WHAT NEEDS TO BE DONE »
This task calls for copying every line of the records that includes the word "instance".

STORED DATA »
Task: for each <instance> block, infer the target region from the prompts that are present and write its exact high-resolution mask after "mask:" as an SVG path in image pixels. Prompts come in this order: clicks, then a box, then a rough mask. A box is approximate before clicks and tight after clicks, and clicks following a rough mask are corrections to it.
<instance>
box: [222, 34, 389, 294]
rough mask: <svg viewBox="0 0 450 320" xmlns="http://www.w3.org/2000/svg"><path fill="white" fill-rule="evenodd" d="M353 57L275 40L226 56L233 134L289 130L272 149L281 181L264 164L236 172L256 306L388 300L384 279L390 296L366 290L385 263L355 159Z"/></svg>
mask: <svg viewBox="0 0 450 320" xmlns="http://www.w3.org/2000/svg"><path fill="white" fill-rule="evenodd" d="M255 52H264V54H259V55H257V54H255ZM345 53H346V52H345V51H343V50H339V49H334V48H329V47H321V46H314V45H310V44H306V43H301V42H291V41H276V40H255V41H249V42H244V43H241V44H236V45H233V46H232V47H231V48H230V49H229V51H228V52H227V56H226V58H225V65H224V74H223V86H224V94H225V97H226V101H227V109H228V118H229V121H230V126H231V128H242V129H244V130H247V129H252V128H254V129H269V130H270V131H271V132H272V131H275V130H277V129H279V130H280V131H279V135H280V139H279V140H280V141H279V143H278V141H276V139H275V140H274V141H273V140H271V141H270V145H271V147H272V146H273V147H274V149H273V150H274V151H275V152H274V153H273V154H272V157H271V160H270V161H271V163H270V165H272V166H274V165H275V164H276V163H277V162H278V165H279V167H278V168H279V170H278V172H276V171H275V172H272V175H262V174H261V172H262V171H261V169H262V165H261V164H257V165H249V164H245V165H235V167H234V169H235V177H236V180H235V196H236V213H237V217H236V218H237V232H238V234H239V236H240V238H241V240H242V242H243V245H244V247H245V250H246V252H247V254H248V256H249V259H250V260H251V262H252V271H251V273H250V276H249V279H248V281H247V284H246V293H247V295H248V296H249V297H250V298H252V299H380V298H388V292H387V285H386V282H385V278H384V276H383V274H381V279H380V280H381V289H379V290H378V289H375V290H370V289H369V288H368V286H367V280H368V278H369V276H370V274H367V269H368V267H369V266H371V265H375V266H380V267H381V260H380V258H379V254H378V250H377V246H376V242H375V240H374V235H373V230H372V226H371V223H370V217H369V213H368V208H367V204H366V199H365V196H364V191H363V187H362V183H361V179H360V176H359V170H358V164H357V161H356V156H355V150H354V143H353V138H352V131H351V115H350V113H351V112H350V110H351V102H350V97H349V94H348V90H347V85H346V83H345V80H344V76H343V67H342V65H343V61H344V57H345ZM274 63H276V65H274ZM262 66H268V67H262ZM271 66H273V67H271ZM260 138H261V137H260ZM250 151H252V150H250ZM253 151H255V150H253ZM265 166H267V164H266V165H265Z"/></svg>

ANSWER FOR THIS EXERCISE »
Task: for each <instance> block, infer the target region from the prompts that are present and write its exact high-resolution mask after "mask:" as an SVG path in image pixels. Prompts come in this order: clicks, then a box, then a rough mask. A box is approximate before clicks and tight after clicks, and clicks following a rough mask are corrections to it.
<instance>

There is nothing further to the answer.